PASSAGE SHOWN
-------

The Geography of Homeownership and Poverty

In Massachusetts, the relationship between homeownership rates and neighborhood poverty is striking. On average, the poverty rate in homeownership deserts is 30 percent, while it is 9 percent elsewhere. A quantile regression analysis further confirms this: At the median, poverty rates decline from roughly 22 percent in neighborhoods with 20 percent owner-occupancy to about 6 percent in places where 70 percent of homes are owner-occupied—a 14-percentage point difference.

With intensifying economic segregation over the last several decades, high concentrations of poverty in urban neighborhoods have become an increasing concern. These concentrations of disadvantage reduce academic achievement, upward mobility, health, and well-being.  Researchers believe lasting harm occurs when residents live in neighborhoods with poverty rates over 30 percent, which we define here as areas of highly concentrated poverty.

In 2023, half of homeownership deserts were also areas of highly concentrated poverty, compared to just 3 percent of other neighborhoods (Figure SA-3). This makes residents of homeownership deserts sixteen times more likely to face the effects of highly concentrated poverty. In total, there are 141,150 residents of Massachusetts living in neighborhoods that are both homeownership deserts and places of highly concentrated poverty. This combination is especially prevalent in Boston, Worcester, and Springfield—the state’s largest cities—and there are more of these neighborhoods in Holyoke, Fall River, Lynn, New Bedford, Brockton, Fitchburg, Haverhill, Lawrence, and Lowell (Figure SA-4).

Gateway Cities With a Plan to Add More Homeownership

We surveyed Gateway Cities on whether they have a strategic plan to increase homeownership through the production, rehabilitation, or conversion of housing units (Figure SA-5). Nine out of 26 Gateway Cities (35 percent) responded yes to this question. Through an examination of public documents, we discovered an additional seven Gateway Cities that have housing plans that declare the need or desire to produce additional homeownership units. Taken together, at least 17 out of 26 Gateway Cities (65 percent) have indicated an intention to produce additional for-sale units, either via our survey or in public documents. Of the 14 Gateway Cities with at least one homeownership desert, all but three (Lawrence, Lynn, and Malden) have shared their intention to increase homeownership.

-------

SUPPLIED INFORMATION
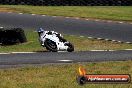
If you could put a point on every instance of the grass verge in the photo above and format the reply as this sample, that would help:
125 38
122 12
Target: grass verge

-------

WHAT YOU NEED TO DO
1/ Answer these questions from the passage on homeownership and poverty:
(a) What is the average poverty rate in homeownership deserts?
(b) Above what poverty rate do researchers believe lasting harm occurs?
(c) How many Massachusetts residents live in neighborhoods that are both homeownership deserts and places of highly concentrated poverty?
2/ Copy out the passage on homeownership and poverty word for word, starting with "In Massachusetts, the" and going on through "14-percentage point difference.".
3/ In the passage on homeownership and poverty, shorten the paragraph that begins "In 2023, half of homeownership deserts" and keep its main facts.

RESULTS FOR THE EXERCISE
1/
(a) 30 percent
(b) 30 percent
(c) 141,150

2/
In Massachusetts, the relationship between homeownership rates and neighborhood poverty is striking. On average, the poverty rate in homeownership deserts is 30 percent, while it is 9 percent elsewhere. A quantile regression analysis further confirms this: At the median, poverty rates decline from roughly 22 percent in neighborhoods with 20 percent owner-occupancy to about 6 percent in places where 70 percent of homes are owner-occupied—a 14-percentage point difference.

3/ In 2023, half of homeownership deserts had highly concentrated poverty, compared with 3 percent of other neighborhoods. That makes their residents sixteen times more likely to face its effects. In total, 141,150 Massachusetts residents live in neighborhoods that are both. These neighborhoods are most common in Boston, Worcester, and Springfield, the state's largest cities. More are found in Holyoke, Fall River, Lynn, New Bedford, Brockton, Fitchburg, Haverhill, Lawrence, and Lowell.